**JOB**: Retype the records below exactly as they appear, line for line.

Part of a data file
---*---

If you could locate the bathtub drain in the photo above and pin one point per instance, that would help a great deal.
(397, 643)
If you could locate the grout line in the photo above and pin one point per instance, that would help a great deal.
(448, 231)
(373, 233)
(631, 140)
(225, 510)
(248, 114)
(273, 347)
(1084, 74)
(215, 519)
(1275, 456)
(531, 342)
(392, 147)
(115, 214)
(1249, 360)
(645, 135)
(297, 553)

---*---

**FULL RESPONSE**:
If you could locate the bathtub drain in the photo above and pin one point per instance, that would help a great deal.
(397, 643)
If you could locate the grout line in the photo above and pin one point per instance, that would help a great deal.
(448, 231)
(373, 233)
(631, 140)
(225, 510)
(248, 114)
(273, 347)
(1084, 74)
(215, 519)
(1275, 456)
(531, 342)
(392, 147)
(115, 214)
(1249, 360)
(645, 135)
(297, 553)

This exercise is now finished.